(GIVEN REQUEST)
Quote the listing below in its entirety.

(MATERIAL PROVIDED)
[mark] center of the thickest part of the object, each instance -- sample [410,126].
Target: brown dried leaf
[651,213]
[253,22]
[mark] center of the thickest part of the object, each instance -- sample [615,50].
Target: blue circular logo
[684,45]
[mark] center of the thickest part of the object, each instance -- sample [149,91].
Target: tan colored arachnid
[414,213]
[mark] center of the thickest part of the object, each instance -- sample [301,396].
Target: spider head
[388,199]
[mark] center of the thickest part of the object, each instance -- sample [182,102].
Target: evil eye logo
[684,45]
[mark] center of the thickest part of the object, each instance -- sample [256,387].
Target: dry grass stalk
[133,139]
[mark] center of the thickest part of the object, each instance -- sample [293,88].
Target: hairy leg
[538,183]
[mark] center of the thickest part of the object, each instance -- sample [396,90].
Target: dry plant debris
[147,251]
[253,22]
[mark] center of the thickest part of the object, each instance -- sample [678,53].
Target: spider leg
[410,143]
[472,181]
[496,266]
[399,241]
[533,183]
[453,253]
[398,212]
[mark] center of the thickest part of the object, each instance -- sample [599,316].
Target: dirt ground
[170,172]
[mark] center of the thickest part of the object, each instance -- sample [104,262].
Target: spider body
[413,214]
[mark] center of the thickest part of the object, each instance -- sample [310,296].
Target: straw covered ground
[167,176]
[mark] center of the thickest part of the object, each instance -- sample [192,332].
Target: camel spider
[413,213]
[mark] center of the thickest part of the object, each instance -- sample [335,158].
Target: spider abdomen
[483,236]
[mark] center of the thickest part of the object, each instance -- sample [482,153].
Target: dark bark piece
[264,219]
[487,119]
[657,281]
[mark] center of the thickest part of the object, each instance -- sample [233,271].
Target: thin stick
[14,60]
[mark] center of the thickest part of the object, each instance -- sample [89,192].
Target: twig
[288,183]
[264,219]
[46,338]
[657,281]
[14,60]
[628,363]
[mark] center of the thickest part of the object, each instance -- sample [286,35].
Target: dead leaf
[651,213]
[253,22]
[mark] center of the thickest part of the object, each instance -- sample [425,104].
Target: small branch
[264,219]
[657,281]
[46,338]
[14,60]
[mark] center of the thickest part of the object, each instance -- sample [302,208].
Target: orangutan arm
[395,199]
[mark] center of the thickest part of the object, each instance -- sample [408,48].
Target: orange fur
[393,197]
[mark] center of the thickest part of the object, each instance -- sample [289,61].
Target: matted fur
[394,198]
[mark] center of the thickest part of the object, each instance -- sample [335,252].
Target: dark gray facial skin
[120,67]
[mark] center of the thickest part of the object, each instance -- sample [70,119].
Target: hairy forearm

(THE RESPONSE)
[mark] center of the thickest part of the object, each instance -- sample [410,126].
Target: brown dried leaf
[651,213]
[253,22]
[mark] center of the thickest part of the object, each instance -- sample [615,50].
Target: blue circular logo
[684,45]
[mark] center of the thickest part of the object, each instance -- sample [149,91].
Target: tan colored arachnid
[414,213]
[mark] center of the thickest part of the object, each instance -- sample [301,396].
Target: spider head
[388,199]
[mark] center of the thickest part of the object, each instance -- sample [182,102].
Target: evil eye logo
[684,45]
[mark] center of the thickest part of the object, each instance -- sample [256,387].
Target: dry grass stalk
[133,139]
[mark] center of the thickest part of the object, each instance -- sample [293,88].
Target: hairy leg
[538,183]
[mark] center of the thickest part of the object, each instance -- sample [396,90].
Target: dry plant debris
[147,251]
[253,22]
[mark] center of the thickest part of the object, each instance -- sample [678,53].
Target: spider leg
[410,143]
[472,181]
[496,266]
[399,241]
[533,183]
[453,253]
[398,212]
[mark] center of the thickest part of the object, each instance -- sample [599,316].
Target: dirt ground
[170,172]
[mark] center of the thickest part of the object, each instance -- sample [104,262].
Target: spider body
[413,214]
[mark] center of the thickest part of the object, each instance -- sample [310,296].
Target: straw covered ground
[167,176]
[mark] center of the thickest part of the object, each instance -- sample [192,332].
Target: camel spider
[413,213]
[mark] center of the thickest part of the object, each instance -- sample [335,158].
Target: spider abdomen
[483,236]
[mark] center of the thickest part of the object, each instance -- sample [482,153].
Target: dark bark piece
[264,219]
[487,119]
[657,281]
[mark] center of the thickest part of the object, each instance -- sample [233,271].
Target: thin stick
[14,60]
[mark] center of the thickest part of the object, each instance -- sample [89,192].
Target: twig
[288,183]
[264,219]
[46,338]
[657,281]
[14,60]
[628,363]
[mark] center of the thickest part of the object, each instance -- sample [286,35].
Target: dead leaf
[651,213]
[253,22]
[mark] center of the thickest part of the object, each instance -- sample [425,104].
Target: small branch
[264,219]
[657,281]
[46,338]
[14,60]
[mark] center of the thickest part of the object, each instance -- sample [302,208].
Target: orangutan arm
[395,199]
[mark] center of the thickest part of the object, each instance -- sample [408,48].
Target: orange fur
[393,197]
[mark] center of the thickest part of the object, each instance -- sample [289,61].
Target: matted fur
[394,198]
[mark] center of the thickest part of the object, each instance -- sample [335,252].
Target: dark gray facial skin
[120,67]
[mark] center of the thickest part of the object, each instance -- sample [70,119].
Target: hairy forearm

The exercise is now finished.